Items from a data source:
= Beginning of Section =

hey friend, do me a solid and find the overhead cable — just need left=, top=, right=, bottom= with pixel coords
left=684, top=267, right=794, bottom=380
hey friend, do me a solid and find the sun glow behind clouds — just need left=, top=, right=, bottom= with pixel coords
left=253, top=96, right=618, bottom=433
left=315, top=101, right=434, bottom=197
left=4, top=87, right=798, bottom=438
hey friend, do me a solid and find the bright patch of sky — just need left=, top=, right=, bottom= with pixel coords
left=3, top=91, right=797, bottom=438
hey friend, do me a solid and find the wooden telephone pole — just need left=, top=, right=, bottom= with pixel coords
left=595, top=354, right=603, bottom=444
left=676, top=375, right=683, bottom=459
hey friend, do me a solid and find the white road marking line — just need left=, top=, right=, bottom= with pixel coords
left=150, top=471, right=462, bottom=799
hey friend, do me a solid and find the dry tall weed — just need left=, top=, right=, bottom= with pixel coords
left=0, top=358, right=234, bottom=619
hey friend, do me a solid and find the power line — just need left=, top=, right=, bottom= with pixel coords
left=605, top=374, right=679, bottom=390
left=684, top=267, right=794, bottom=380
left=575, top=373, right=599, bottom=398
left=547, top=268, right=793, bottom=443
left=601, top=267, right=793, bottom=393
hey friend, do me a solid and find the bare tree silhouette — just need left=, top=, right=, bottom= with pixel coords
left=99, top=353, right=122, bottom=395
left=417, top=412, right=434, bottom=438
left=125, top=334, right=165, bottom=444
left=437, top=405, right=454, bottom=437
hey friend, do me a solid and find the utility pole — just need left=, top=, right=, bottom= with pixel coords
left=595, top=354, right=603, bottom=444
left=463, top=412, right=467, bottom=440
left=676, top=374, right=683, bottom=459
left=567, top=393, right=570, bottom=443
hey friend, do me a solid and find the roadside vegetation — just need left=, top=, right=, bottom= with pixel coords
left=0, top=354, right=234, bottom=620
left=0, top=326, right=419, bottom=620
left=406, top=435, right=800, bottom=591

= End of Section =

(Your assignment)
Please make an exact copy of the lines from the one holding "hey friend, do me a solid and find the utility" through the final line of the records above, nothing more.

(Expected answer)
hey friend, do me a solid and find the utility pole — just need left=, top=, right=, bottom= with pixel coords
left=595, top=354, right=603, bottom=444
left=463, top=412, right=467, bottom=440
left=676, top=374, right=683, bottom=459
left=567, top=393, right=570, bottom=443
hey friend, do me a solid and find the roadside vegetation — just need left=, top=, right=, bottom= with pixel coords
left=0, top=354, right=234, bottom=620
left=0, top=326, right=419, bottom=620
left=406, top=435, right=800, bottom=591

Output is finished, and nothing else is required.